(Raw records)
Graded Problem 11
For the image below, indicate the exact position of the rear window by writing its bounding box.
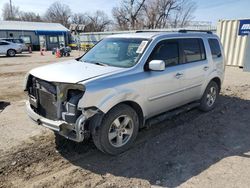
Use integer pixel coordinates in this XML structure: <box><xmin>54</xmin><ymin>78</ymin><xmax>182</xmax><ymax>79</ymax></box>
<box><xmin>181</xmin><ymin>38</ymin><xmax>206</xmax><ymax>63</ymax></box>
<box><xmin>208</xmin><ymin>39</ymin><xmax>221</xmax><ymax>59</ymax></box>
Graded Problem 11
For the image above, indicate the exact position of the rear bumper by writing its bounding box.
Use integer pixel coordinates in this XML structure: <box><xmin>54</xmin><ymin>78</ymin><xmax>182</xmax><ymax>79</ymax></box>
<box><xmin>26</xmin><ymin>101</ymin><xmax>86</xmax><ymax>142</ymax></box>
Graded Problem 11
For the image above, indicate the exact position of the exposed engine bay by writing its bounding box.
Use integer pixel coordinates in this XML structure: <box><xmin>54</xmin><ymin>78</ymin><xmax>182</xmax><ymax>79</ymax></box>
<box><xmin>26</xmin><ymin>75</ymin><xmax>84</xmax><ymax>124</ymax></box>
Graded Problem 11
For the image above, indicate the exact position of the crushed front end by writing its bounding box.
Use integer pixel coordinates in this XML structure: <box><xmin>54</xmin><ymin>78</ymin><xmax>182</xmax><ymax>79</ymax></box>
<box><xmin>25</xmin><ymin>75</ymin><xmax>87</xmax><ymax>142</ymax></box>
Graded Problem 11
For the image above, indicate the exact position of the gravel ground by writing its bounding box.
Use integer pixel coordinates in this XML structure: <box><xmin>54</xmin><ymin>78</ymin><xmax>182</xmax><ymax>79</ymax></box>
<box><xmin>0</xmin><ymin>52</ymin><xmax>250</xmax><ymax>187</ymax></box>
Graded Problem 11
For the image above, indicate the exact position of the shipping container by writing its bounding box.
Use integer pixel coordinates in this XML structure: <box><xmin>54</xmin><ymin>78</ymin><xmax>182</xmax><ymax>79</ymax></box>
<box><xmin>217</xmin><ymin>19</ymin><xmax>250</xmax><ymax>67</ymax></box>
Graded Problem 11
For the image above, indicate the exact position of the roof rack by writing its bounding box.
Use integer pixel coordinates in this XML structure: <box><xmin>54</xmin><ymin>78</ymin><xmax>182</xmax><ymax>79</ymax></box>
<box><xmin>135</xmin><ymin>30</ymin><xmax>164</xmax><ymax>33</ymax></box>
<box><xmin>178</xmin><ymin>29</ymin><xmax>213</xmax><ymax>34</ymax></box>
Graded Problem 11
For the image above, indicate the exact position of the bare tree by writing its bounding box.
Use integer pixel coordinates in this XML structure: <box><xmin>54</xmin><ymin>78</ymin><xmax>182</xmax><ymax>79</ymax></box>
<box><xmin>20</xmin><ymin>12</ymin><xmax>43</xmax><ymax>22</ymax></box>
<box><xmin>44</xmin><ymin>1</ymin><xmax>71</xmax><ymax>27</ymax></box>
<box><xmin>112</xmin><ymin>0</ymin><xmax>145</xmax><ymax>30</ymax></box>
<box><xmin>144</xmin><ymin>0</ymin><xmax>180</xmax><ymax>29</ymax></box>
<box><xmin>172</xmin><ymin>0</ymin><xmax>197</xmax><ymax>28</ymax></box>
<box><xmin>71</xmin><ymin>13</ymin><xmax>89</xmax><ymax>25</ymax></box>
<box><xmin>2</xmin><ymin>3</ymin><xmax>20</xmax><ymax>20</ymax></box>
<box><xmin>85</xmin><ymin>10</ymin><xmax>112</xmax><ymax>32</ymax></box>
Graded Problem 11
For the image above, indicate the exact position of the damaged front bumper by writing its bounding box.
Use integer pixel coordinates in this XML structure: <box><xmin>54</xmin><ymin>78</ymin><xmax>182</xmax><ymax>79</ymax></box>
<box><xmin>26</xmin><ymin>101</ymin><xmax>86</xmax><ymax>142</ymax></box>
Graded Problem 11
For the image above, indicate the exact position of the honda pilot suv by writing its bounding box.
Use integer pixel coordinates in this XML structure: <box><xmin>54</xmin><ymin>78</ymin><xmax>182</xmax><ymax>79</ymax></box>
<box><xmin>25</xmin><ymin>30</ymin><xmax>225</xmax><ymax>155</ymax></box>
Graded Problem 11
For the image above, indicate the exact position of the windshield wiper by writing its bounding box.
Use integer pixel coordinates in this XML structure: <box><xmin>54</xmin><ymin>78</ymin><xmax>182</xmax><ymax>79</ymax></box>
<box><xmin>80</xmin><ymin>60</ymin><xmax>108</xmax><ymax>66</ymax></box>
<box><xmin>93</xmin><ymin>62</ymin><xmax>108</xmax><ymax>66</ymax></box>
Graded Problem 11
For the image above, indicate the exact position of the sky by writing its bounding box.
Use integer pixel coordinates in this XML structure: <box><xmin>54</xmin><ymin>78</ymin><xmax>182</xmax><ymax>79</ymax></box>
<box><xmin>0</xmin><ymin>0</ymin><xmax>250</xmax><ymax>24</ymax></box>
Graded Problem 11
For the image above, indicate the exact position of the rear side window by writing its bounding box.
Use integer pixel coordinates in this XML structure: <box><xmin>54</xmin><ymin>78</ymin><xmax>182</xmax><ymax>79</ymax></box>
<box><xmin>181</xmin><ymin>38</ymin><xmax>206</xmax><ymax>63</ymax></box>
<box><xmin>150</xmin><ymin>40</ymin><xmax>179</xmax><ymax>67</ymax></box>
<box><xmin>0</xmin><ymin>42</ymin><xmax>9</xmax><ymax>46</ymax></box>
<box><xmin>208</xmin><ymin>39</ymin><xmax>221</xmax><ymax>59</ymax></box>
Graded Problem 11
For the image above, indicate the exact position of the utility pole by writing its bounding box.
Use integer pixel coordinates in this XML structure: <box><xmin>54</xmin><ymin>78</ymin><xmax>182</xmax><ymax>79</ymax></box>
<box><xmin>10</xmin><ymin>0</ymin><xmax>13</xmax><ymax>18</ymax></box>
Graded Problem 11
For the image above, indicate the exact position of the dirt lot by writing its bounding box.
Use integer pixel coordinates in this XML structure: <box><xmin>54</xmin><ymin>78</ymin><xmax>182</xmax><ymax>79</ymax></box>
<box><xmin>0</xmin><ymin>52</ymin><xmax>250</xmax><ymax>187</ymax></box>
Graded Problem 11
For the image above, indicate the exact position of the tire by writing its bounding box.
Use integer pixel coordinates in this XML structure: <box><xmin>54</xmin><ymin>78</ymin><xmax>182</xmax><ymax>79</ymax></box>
<box><xmin>199</xmin><ymin>81</ymin><xmax>219</xmax><ymax>112</ymax></box>
<box><xmin>92</xmin><ymin>104</ymin><xmax>139</xmax><ymax>155</ymax></box>
<box><xmin>7</xmin><ymin>49</ymin><xmax>16</xmax><ymax>57</ymax></box>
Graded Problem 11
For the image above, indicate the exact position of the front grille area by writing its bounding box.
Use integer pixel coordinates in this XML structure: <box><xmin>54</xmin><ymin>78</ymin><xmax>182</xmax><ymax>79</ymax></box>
<box><xmin>29</xmin><ymin>77</ymin><xmax>58</xmax><ymax>120</ymax></box>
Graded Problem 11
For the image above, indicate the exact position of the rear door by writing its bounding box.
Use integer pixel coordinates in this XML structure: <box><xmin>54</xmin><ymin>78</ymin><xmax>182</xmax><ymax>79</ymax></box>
<box><xmin>180</xmin><ymin>38</ymin><xmax>212</xmax><ymax>103</ymax></box>
<box><xmin>0</xmin><ymin>41</ymin><xmax>9</xmax><ymax>54</ymax></box>
<box><xmin>145</xmin><ymin>39</ymin><xmax>187</xmax><ymax>116</ymax></box>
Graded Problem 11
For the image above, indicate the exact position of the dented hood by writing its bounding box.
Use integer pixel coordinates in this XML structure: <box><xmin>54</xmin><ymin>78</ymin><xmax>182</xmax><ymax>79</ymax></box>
<box><xmin>30</xmin><ymin>60</ymin><xmax>123</xmax><ymax>83</ymax></box>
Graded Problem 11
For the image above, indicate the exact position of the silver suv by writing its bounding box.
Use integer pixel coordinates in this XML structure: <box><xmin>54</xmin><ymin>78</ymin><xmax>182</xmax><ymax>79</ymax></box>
<box><xmin>25</xmin><ymin>30</ymin><xmax>225</xmax><ymax>154</ymax></box>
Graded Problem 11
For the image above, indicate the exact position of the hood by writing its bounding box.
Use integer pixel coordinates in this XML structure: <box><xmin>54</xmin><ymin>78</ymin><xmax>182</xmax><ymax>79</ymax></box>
<box><xmin>30</xmin><ymin>60</ymin><xmax>123</xmax><ymax>83</ymax></box>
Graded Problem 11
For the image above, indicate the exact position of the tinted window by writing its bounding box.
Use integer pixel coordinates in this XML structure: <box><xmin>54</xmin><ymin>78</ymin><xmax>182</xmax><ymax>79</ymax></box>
<box><xmin>181</xmin><ymin>39</ymin><xmax>206</xmax><ymax>63</ymax></box>
<box><xmin>150</xmin><ymin>41</ymin><xmax>179</xmax><ymax>66</ymax></box>
<box><xmin>0</xmin><ymin>42</ymin><xmax>9</xmax><ymax>45</ymax></box>
<box><xmin>208</xmin><ymin>39</ymin><xmax>221</xmax><ymax>58</ymax></box>
<box><xmin>49</xmin><ymin>37</ymin><xmax>58</xmax><ymax>43</ymax></box>
<box><xmin>20</xmin><ymin>36</ymin><xmax>31</xmax><ymax>44</ymax></box>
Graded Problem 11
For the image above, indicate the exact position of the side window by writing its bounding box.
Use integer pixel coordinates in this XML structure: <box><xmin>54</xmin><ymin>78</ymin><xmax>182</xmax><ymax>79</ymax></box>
<box><xmin>149</xmin><ymin>40</ymin><xmax>180</xmax><ymax>67</ymax></box>
<box><xmin>0</xmin><ymin>42</ymin><xmax>9</xmax><ymax>46</ymax></box>
<box><xmin>49</xmin><ymin>36</ymin><xmax>58</xmax><ymax>43</ymax></box>
<box><xmin>208</xmin><ymin>39</ymin><xmax>221</xmax><ymax>59</ymax></box>
<box><xmin>181</xmin><ymin>38</ymin><xmax>206</xmax><ymax>63</ymax></box>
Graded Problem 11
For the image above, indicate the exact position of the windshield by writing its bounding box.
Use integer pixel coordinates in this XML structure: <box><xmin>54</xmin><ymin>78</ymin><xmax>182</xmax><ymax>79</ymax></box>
<box><xmin>79</xmin><ymin>38</ymin><xmax>148</xmax><ymax>68</ymax></box>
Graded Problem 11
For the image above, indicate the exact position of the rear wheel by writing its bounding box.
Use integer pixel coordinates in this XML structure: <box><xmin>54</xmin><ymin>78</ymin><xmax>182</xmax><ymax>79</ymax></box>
<box><xmin>199</xmin><ymin>81</ymin><xmax>219</xmax><ymax>112</ymax></box>
<box><xmin>7</xmin><ymin>49</ymin><xmax>16</xmax><ymax>57</ymax></box>
<box><xmin>92</xmin><ymin>104</ymin><xmax>139</xmax><ymax>155</ymax></box>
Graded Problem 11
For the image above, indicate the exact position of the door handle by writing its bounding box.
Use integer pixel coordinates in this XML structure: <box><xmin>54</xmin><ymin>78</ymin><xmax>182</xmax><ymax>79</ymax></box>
<box><xmin>203</xmin><ymin>66</ymin><xmax>209</xmax><ymax>71</ymax></box>
<box><xmin>175</xmin><ymin>72</ymin><xmax>183</xmax><ymax>79</ymax></box>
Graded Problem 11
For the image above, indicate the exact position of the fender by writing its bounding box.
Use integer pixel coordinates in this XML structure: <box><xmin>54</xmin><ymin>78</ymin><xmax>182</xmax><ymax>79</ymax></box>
<box><xmin>78</xmin><ymin>87</ymin><xmax>144</xmax><ymax>114</ymax></box>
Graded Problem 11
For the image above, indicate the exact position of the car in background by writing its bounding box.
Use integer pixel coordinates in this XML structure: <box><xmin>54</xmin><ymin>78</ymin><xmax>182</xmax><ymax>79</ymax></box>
<box><xmin>0</xmin><ymin>38</ymin><xmax>29</xmax><ymax>51</ymax></box>
<box><xmin>0</xmin><ymin>40</ymin><xmax>23</xmax><ymax>57</ymax></box>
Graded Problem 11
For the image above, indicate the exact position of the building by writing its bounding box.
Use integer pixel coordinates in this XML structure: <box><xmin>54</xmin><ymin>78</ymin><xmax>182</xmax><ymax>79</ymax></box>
<box><xmin>0</xmin><ymin>21</ymin><xmax>70</xmax><ymax>50</ymax></box>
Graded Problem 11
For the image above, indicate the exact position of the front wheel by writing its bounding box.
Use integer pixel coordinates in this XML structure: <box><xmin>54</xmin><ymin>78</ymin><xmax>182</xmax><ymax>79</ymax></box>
<box><xmin>7</xmin><ymin>49</ymin><xmax>16</xmax><ymax>57</ymax></box>
<box><xmin>199</xmin><ymin>81</ymin><xmax>219</xmax><ymax>112</ymax></box>
<box><xmin>92</xmin><ymin>104</ymin><xmax>139</xmax><ymax>155</ymax></box>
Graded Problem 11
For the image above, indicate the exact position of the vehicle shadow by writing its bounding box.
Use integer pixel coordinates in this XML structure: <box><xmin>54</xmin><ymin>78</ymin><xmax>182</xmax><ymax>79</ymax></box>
<box><xmin>54</xmin><ymin>96</ymin><xmax>250</xmax><ymax>187</ymax></box>
<box><xmin>0</xmin><ymin>54</ymin><xmax>31</xmax><ymax>59</ymax></box>
<box><xmin>0</xmin><ymin>101</ymin><xmax>10</xmax><ymax>112</ymax></box>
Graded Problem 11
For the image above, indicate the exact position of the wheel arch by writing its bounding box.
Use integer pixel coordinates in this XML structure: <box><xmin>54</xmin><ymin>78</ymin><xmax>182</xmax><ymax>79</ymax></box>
<box><xmin>208</xmin><ymin>77</ymin><xmax>221</xmax><ymax>92</ymax></box>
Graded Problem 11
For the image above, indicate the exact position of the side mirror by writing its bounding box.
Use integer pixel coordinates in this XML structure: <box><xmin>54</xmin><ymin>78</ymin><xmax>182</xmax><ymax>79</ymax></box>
<box><xmin>149</xmin><ymin>60</ymin><xmax>165</xmax><ymax>71</ymax></box>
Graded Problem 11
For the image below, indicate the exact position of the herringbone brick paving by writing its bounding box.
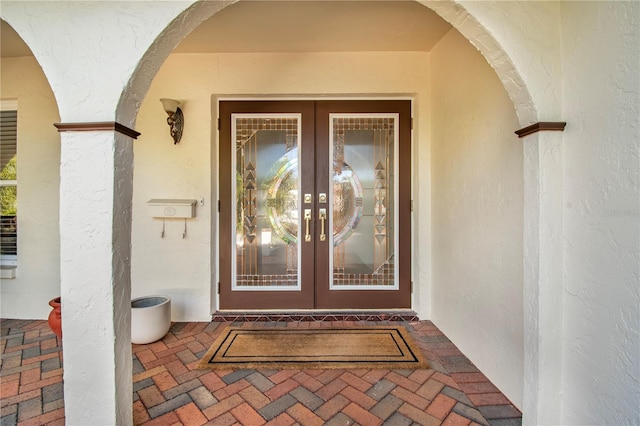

_Request_
Which lines in the data above contain the word "bumper"? Return each of those lines in full.

_Result of this task_
For the image above, indicate the exact position of the rear bumper by writing its bounding box.
For the image above, indicate the exact position of the damaged front bumper by writing its bounding box.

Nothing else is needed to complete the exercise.